**Article**.
Letter to Attorney General Eric Holder

Attorney General Eric Holder
Office of the Attorney General
US Department of Justice
Washington, DC 20530

Re: Prison Rape Elimination Standards

Dear Attorney General Holder:

I write to express Human Rights Watch's hope that the Department of Justice will soon promulgate comprehensive and effective standards for the elimination of prison rape.  As you may know, Human Rights Watch has been investigating and advocating reforms to address prison rape by staff and inmates for over a decade. We strongly believe the standards submitted to you in June 2009 by the National Prison Rape Elimination Commission (the Commission), on which I had the privilege of serving as a commissioner, constitute such standards.  If adopted, those standards would go far toward eliminating rape in adult prisons and jails, juvenile and immigration detention facilities, and community corrections.

As you know, the Commission developed its standards over several years of extensive research, direct consultation with stakeholders and experts, including prison and jail administrators, and extended periods of public comment. The resulting standards reflect the best thinking and effective practices from around the country for the prevention, detection, and punishment of prison rape. They do not please everyone-no set of standards will-but they were developed in a transparent, painstaking process in which all were able to participate and all were listened to, and in which the commissioners balanced to the greatest possible extent all legitimate concerns and priorities.

(Dataset rows on where objects show up)
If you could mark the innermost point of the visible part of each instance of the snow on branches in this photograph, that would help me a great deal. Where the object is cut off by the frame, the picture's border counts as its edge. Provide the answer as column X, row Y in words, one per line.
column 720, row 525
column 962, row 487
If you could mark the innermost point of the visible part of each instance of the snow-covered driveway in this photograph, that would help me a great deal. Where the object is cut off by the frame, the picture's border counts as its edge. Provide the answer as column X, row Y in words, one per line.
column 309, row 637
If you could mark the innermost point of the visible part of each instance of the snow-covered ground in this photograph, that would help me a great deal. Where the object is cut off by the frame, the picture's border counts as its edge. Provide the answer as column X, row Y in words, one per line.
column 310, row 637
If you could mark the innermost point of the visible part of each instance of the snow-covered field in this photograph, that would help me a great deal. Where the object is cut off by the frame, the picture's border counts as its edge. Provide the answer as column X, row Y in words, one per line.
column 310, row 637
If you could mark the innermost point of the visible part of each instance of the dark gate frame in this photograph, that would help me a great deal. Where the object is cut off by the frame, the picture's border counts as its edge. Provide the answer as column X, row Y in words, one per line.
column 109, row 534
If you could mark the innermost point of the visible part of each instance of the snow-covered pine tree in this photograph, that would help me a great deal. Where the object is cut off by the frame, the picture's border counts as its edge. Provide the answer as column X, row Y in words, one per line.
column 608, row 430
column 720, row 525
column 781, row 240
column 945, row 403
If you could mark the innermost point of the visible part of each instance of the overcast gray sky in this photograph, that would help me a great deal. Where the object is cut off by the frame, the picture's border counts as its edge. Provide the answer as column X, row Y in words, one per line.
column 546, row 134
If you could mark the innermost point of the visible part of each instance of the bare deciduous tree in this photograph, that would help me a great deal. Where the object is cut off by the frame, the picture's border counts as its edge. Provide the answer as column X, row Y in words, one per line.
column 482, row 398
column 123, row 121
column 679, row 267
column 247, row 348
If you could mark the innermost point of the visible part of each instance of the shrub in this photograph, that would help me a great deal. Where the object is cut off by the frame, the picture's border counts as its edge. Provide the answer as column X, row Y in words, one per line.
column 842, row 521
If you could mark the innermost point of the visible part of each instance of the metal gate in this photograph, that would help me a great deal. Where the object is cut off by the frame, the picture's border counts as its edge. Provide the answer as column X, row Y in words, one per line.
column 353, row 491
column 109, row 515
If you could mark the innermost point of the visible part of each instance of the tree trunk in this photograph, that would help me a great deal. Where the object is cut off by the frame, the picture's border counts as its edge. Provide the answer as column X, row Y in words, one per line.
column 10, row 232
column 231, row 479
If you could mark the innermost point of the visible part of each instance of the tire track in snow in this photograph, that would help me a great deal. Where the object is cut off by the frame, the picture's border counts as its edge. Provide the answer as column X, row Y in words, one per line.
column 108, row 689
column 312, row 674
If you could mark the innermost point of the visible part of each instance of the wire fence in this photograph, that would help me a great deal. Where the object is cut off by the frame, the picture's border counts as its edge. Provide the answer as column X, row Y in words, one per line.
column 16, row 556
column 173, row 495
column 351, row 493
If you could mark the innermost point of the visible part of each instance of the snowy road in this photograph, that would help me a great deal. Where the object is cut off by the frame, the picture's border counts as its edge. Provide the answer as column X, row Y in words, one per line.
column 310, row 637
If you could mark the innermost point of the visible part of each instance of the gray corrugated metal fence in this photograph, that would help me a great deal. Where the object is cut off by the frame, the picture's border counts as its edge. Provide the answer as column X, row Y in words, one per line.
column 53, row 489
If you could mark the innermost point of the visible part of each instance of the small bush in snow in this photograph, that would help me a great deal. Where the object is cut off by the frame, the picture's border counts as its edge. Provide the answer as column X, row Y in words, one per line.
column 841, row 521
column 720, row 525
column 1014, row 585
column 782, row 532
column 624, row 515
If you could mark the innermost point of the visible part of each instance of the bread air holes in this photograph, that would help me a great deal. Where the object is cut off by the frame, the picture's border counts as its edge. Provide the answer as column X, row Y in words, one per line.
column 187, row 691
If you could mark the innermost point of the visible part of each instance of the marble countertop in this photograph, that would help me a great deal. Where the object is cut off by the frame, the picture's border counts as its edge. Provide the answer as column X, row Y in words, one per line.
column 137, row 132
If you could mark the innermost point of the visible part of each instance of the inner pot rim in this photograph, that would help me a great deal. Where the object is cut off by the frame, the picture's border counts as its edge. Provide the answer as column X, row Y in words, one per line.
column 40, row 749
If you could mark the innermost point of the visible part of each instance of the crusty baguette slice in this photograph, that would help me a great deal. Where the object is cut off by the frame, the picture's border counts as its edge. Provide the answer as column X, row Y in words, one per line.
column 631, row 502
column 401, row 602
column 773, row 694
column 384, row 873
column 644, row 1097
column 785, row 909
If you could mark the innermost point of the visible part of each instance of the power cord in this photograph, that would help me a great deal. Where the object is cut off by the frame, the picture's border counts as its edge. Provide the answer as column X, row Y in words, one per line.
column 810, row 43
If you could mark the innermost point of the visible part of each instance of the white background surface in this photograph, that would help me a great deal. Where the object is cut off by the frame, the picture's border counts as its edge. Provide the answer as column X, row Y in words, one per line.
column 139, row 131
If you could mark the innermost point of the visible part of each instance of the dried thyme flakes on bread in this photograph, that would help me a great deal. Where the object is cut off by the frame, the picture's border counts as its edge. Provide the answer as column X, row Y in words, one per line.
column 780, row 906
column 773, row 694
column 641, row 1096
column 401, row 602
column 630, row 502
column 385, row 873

**Exercise tasks**.
1/ List the purposes for which, according to the letter, the resulting standards reflect the best thinking and effective practices from around the country.
2/ Transcribe the passage of the letter that begins at the words "Re: Prison Rape" and stops after "and community corrections.".
The records stand apart from the letter and are unrelated to it.

**Task answers**.
1/ Prevention, detection, and punishment of prison rape.

2/
Re: Prison Rape Elimination Standards

Dear Attorney General Holder:

I write to express Human Rights Watch's hope that the Department of Justice will soon promulgate comprehensive and effective standards for the elimination of prison rape.  As you may know, Human Rights Watch has been investigating and advocating reforms to address prison rape by staff and inmates for over a decade. We strongly believe the standards submitted to you in June 2009 by the National Prison Rape Elimination Commission (the Commission), on which I had the privilege of serving as a commissioner, constitute such standards.  If adopted, those standards would go far toward eliminating rape in adult prisons and jails, juvenile and immigration detention facilities, and community corrections.